§ **TASK OBJECTIVE**
Transcribe the full listing exactly, and drop every picture.

DATA SECTION Start Marker

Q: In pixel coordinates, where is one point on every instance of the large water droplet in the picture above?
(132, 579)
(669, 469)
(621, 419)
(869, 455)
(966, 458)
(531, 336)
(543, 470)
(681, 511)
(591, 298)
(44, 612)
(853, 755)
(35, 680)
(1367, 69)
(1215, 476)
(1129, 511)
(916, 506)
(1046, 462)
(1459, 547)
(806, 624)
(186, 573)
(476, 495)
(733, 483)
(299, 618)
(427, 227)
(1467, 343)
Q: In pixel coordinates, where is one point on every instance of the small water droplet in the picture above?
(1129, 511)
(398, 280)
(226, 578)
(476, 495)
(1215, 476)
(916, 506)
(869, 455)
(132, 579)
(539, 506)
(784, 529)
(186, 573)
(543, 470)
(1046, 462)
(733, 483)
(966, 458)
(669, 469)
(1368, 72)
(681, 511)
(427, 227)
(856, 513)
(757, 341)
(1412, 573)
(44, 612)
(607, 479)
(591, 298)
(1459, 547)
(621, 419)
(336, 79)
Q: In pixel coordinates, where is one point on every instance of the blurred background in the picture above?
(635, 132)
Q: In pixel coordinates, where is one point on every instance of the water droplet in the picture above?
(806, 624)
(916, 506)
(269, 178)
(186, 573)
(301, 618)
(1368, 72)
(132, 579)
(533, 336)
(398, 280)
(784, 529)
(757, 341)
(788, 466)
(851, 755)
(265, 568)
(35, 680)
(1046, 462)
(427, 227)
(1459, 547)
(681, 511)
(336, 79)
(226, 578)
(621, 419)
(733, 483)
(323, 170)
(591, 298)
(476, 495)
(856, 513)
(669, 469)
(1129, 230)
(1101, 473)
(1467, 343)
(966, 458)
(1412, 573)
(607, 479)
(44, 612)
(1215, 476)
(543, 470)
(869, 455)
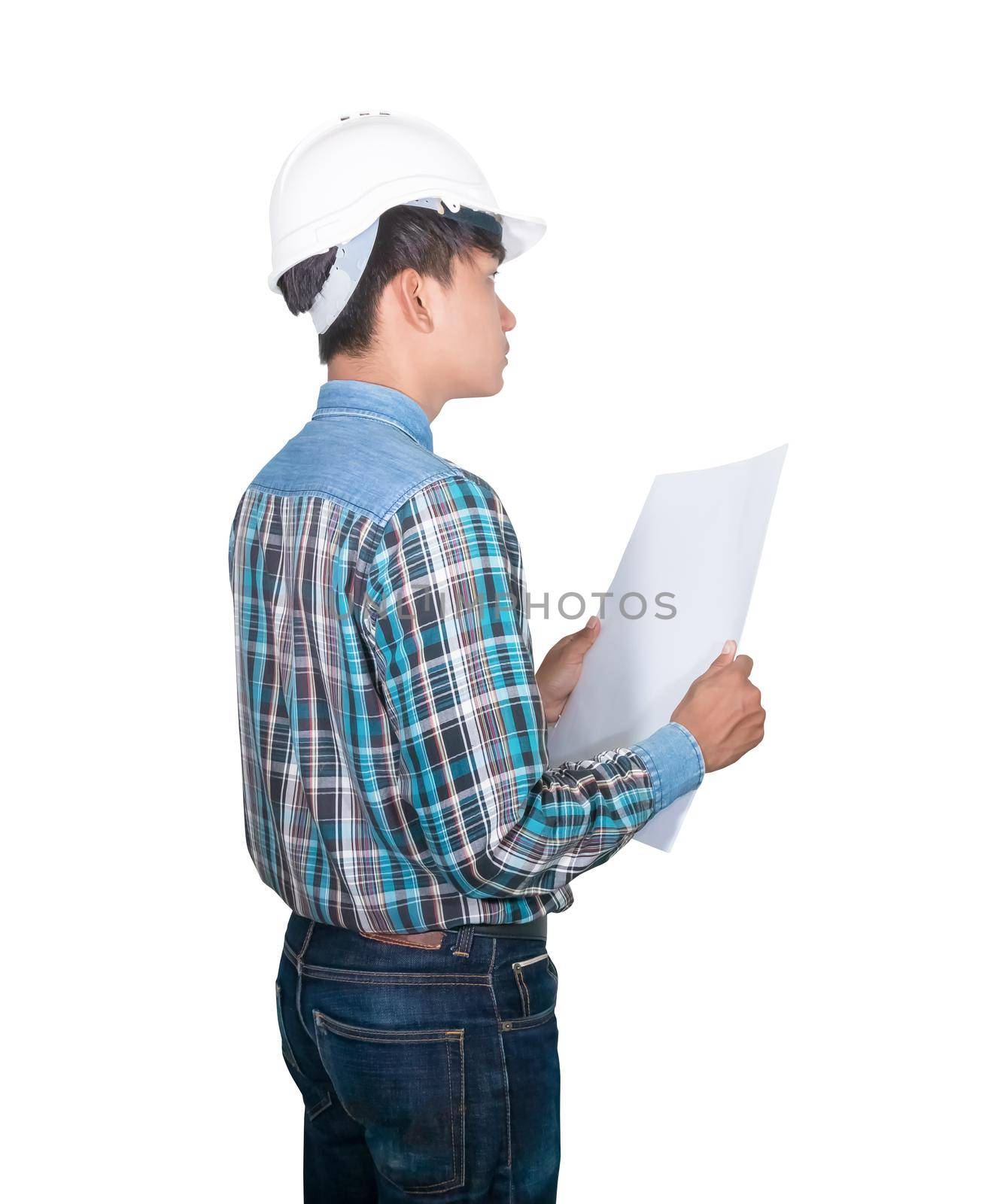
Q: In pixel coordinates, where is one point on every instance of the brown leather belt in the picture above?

DATA SECTION End Marker

§ **ANSWER FOR THIS EXERCISE**
Q: In pixel coordinates, where is one point on every instance of the large water droplet in the picture above?
(132, 579)
(669, 469)
(621, 419)
(869, 455)
(966, 458)
(531, 336)
(543, 470)
(681, 511)
(591, 298)
(44, 612)
(853, 755)
(35, 680)
(1367, 69)
(1215, 476)
(1129, 511)
(916, 506)
(1046, 462)
(1459, 547)
(806, 624)
(186, 573)
(476, 495)
(733, 483)
(299, 618)
(427, 227)
(1467, 343)
Q: In pixel coordinates, where is one point on every instance of the small water droplet in the picture above?
(1129, 511)
(398, 280)
(226, 578)
(476, 495)
(1215, 476)
(916, 506)
(869, 455)
(132, 579)
(539, 506)
(784, 529)
(186, 573)
(543, 470)
(1046, 462)
(733, 483)
(966, 458)
(669, 469)
(1368, 72)
(681, 511)
(427, 227)
(856, 513)
(757, 341)
(1412, 573)
(44, 612)
(607, 479)
(591, 298)
(1459, 547)
(621, 419)
(336, 79)
Q: In pixel coordinates, where is one point on every instance of the blurred background in the picture above?
(635, 132)
Q: In pixel coordinates, where is one point on every instance of the water droplet in the picture above?
(806, 624)
(916, 506)
(269, 178)
(186, 573)
(301, 618)
(1368, 72)
(132, 579)
(533, 336)
(398, 280)
(784, 529)
(757, 341)
(788, 466)
(851, 755)
(265, 568)
(35, 680)
(1046, 462)
(427, 227)
(1459, 547)
(681, 511)
(336, 79)
(226, 578)
(621, 419)
(733, 483)
(323, 170)
(591, 298)
(476, 495)
(856, 513)
(669, 469)
(1129, 230)
(1101, 473)
(1467, 343)
(966, 458)
(1412, 573)
(607, 479)
(44, 612)
(1215, 476)
(543, 470)
(869, 455)
Q: In pixel coordinates, where is one point on every instance of the brown leather belt in the picture above?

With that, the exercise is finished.